We began to see the gaps in our own emotional intelligence and recognized patterns in their behavior that they had picked up from us. When a “tantrum” (or bad mood, rough day – whatever we might call such outbursts for ourselves as adults) strikes, our goal is now to support the child as they try to figure out what they are actually feeling/needing in that moment.
And finally, we recognize our children as full human beings.
It seems that there is a common theme throughout history where children are treated as less than. Their individual and unique needs, wants, and forms of self-expression come second to the parents desires. Instead we recognize that our children are their own people. At 6 and 4 they are already experiencing the world differently than we are/have. I have no idea what it’s like to be a 6 or a 4 year old in 2019, not to mention that both of my sons have vastly different character traits than I do.
Recognizing their full humanity means that my feelings/opinions/beliefs don’t matter more than theirs. It means that I support them in learning how to experience and interact with the world around them, rather than demanding that they do it a certain way.
This one change has made the most dramatic change in our relationships with them and the tone of our family overall. Our kids feel seen and heard. They “act out” far less and are able to grasp what they are genuinely feeling and express it much more quickly. Sure we slip back into old habits but they are quick and [usually] gentle in reminding us of our new philosophy.
Our new goals in parenting
With all these changes our parenting goals have shifted but also feel much simpler. Obviously they can be challenging, especially as we are all unlearning our former ways of parenting and the subconscious beliefs we have had about ourselves and each other. But I have this calming sense that if I only teach them these three things, they will be well-adjusted, compassionate, productive, innovative, and creative adults in this world one day.
Resilience is so so vital for life. It means seeing failures and challenges as strength building learning opportunities. Resilience means being able to stay calm when something is hard. It means not being afraid to ask questions and try again. It means being able to learn from their own strong emotions about failing and respond to them rather than reacting.

__What you are asked to do__: Reproduce word for word the part of the parenting passage starting at "This one change" and ending at "world one day.".

__Record excerpts__:
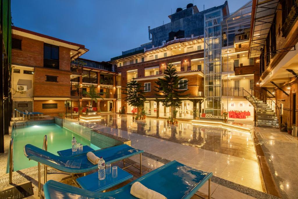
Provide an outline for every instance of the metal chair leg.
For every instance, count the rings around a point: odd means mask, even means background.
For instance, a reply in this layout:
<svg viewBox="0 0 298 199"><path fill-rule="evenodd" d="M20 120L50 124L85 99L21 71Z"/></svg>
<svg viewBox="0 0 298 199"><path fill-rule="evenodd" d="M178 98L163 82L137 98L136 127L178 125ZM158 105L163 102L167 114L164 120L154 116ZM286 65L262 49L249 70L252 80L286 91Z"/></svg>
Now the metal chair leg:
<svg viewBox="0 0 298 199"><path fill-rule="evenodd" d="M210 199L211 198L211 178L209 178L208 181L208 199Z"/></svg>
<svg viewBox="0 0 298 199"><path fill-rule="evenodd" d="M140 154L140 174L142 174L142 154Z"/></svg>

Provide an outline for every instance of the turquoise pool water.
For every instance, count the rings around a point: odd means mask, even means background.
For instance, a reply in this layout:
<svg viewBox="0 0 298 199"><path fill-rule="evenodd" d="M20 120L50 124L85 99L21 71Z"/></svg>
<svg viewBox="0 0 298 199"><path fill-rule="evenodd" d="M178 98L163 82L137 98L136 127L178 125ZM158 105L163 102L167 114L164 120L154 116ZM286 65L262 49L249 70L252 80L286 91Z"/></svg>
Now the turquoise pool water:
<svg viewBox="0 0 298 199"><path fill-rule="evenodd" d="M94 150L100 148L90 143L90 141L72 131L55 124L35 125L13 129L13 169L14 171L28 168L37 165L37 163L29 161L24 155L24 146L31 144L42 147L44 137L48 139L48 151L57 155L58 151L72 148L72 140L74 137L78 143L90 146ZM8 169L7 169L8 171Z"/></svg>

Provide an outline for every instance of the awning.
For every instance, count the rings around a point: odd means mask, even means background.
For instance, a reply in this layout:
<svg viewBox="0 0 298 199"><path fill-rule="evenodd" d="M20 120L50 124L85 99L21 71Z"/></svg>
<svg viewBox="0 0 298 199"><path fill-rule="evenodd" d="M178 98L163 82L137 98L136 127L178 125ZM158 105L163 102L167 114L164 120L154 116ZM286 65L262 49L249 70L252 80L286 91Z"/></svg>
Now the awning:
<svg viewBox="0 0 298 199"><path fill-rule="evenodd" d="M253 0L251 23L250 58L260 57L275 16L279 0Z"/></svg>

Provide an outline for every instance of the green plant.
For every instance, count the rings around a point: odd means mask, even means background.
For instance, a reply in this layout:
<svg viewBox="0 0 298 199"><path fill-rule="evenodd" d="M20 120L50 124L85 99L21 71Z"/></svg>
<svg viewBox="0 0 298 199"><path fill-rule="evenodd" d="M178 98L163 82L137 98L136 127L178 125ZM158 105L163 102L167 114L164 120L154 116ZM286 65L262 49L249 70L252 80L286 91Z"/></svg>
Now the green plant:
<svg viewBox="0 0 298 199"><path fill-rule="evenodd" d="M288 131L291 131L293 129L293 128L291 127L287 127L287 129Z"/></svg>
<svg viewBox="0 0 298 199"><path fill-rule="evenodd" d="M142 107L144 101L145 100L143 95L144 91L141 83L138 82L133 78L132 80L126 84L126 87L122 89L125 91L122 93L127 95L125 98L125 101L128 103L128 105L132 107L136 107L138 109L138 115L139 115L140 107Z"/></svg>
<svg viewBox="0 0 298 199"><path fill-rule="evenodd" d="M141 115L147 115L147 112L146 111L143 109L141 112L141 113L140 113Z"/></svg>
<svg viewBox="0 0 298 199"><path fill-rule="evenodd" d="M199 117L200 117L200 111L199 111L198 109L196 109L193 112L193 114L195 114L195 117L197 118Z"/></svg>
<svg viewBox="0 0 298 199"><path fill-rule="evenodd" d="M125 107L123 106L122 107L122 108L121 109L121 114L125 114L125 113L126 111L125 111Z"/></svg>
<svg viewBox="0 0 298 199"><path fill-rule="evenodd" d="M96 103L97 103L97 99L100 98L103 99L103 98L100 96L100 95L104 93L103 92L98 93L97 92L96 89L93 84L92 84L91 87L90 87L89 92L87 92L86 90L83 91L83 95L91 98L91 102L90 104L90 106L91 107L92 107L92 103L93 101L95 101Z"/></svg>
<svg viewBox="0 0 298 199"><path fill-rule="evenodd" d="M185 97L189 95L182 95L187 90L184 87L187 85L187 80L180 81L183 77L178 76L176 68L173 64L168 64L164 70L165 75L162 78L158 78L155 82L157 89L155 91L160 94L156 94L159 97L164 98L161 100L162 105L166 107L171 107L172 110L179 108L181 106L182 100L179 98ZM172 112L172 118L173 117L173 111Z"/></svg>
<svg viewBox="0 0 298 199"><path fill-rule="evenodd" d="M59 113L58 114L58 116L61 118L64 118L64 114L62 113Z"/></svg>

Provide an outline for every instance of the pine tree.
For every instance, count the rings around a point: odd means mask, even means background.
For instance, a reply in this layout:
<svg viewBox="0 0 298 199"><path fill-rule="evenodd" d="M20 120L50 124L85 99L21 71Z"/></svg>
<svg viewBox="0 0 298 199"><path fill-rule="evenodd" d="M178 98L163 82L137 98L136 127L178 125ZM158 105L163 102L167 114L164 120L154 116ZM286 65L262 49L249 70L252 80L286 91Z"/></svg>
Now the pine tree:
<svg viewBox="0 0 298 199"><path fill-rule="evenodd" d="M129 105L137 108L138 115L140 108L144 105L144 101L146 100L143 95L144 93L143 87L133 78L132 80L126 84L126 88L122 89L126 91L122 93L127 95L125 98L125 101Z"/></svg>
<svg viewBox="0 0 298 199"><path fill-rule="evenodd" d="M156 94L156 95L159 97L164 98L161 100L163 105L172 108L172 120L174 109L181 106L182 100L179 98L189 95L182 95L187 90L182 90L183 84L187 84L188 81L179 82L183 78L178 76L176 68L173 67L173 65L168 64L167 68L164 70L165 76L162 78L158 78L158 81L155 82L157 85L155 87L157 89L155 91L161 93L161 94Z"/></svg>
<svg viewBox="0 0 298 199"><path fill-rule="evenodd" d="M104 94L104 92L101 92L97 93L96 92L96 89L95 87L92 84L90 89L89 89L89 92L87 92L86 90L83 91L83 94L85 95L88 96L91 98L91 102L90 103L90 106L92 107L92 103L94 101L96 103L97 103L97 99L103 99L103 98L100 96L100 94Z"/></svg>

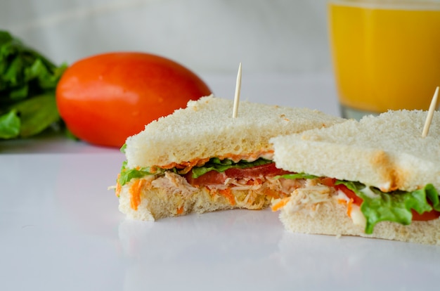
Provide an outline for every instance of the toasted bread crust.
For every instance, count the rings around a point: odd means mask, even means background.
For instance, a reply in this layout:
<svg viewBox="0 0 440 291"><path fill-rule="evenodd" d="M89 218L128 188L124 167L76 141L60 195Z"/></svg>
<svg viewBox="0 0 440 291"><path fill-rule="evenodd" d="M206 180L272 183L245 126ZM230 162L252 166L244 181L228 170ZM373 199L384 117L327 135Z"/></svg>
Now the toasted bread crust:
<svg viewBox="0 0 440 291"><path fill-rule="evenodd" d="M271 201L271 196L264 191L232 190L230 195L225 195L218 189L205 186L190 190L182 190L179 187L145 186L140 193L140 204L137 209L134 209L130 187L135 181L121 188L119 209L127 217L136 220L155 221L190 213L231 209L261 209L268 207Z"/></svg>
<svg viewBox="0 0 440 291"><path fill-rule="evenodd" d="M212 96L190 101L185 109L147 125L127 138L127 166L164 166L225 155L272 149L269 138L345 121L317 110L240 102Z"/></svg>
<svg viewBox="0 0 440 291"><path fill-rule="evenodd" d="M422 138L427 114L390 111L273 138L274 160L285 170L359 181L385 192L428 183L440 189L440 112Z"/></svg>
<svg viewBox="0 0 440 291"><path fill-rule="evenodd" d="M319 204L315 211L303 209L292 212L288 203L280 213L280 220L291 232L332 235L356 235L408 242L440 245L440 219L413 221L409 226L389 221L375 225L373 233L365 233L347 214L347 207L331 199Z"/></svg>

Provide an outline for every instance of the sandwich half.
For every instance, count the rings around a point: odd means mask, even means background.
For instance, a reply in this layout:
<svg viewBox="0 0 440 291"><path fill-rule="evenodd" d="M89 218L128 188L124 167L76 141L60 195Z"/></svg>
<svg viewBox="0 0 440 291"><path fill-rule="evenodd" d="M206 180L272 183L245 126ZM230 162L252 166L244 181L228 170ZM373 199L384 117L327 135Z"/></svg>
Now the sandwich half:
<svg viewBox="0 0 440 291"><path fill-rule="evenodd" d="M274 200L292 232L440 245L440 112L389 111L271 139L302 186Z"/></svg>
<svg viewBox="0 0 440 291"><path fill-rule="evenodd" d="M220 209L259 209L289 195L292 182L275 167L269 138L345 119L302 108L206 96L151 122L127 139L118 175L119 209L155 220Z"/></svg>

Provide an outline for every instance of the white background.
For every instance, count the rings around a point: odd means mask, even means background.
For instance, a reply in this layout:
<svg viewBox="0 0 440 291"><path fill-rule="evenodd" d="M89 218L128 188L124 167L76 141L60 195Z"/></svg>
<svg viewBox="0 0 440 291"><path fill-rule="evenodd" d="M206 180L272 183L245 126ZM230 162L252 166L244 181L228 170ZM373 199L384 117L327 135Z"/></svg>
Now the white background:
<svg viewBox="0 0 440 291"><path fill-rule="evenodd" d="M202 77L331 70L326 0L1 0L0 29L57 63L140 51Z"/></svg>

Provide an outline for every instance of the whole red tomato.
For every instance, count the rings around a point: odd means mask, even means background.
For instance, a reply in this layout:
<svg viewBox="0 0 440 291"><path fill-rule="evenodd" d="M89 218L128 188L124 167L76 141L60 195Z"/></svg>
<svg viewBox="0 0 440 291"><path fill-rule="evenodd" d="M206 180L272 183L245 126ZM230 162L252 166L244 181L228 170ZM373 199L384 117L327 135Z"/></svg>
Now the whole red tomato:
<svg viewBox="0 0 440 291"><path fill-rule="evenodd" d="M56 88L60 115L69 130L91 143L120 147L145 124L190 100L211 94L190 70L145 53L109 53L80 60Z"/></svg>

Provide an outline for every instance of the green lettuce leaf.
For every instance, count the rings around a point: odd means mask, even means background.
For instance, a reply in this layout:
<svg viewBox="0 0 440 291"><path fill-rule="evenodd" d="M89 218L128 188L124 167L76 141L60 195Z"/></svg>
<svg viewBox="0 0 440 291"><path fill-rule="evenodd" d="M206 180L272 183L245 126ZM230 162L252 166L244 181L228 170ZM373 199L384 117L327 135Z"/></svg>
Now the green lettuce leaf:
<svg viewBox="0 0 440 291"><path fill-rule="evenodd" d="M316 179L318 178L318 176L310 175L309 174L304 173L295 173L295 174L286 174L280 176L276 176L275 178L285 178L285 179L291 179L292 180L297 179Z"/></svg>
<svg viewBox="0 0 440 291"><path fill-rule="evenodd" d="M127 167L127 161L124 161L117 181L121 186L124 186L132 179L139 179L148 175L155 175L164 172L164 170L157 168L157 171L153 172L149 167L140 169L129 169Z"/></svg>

__Reply to the task__:
This one change has made the most dramatic change in our relationships with them and the tone of our family overall. Our kids feel seen and heard. They “act out” far less and are able to grasp what they are genuinely feeling and express it much more quickly. Sure we slip back into old habits but they are quick and [usually] gentle in reminding us of our new philosophy.
Our new goals in parenting
With all these changes our parenting goals have shifted but also feel much simpler. Obviously they can be challenging, especially as we are all unlearning our former ways of parenting and the subconscious beliefs we have had about ourselves and each other. But I have this calming sense that if I only teach them these three things, they will be well-adjusted, compassionate, productive, innovative, and creative adults in this world one day.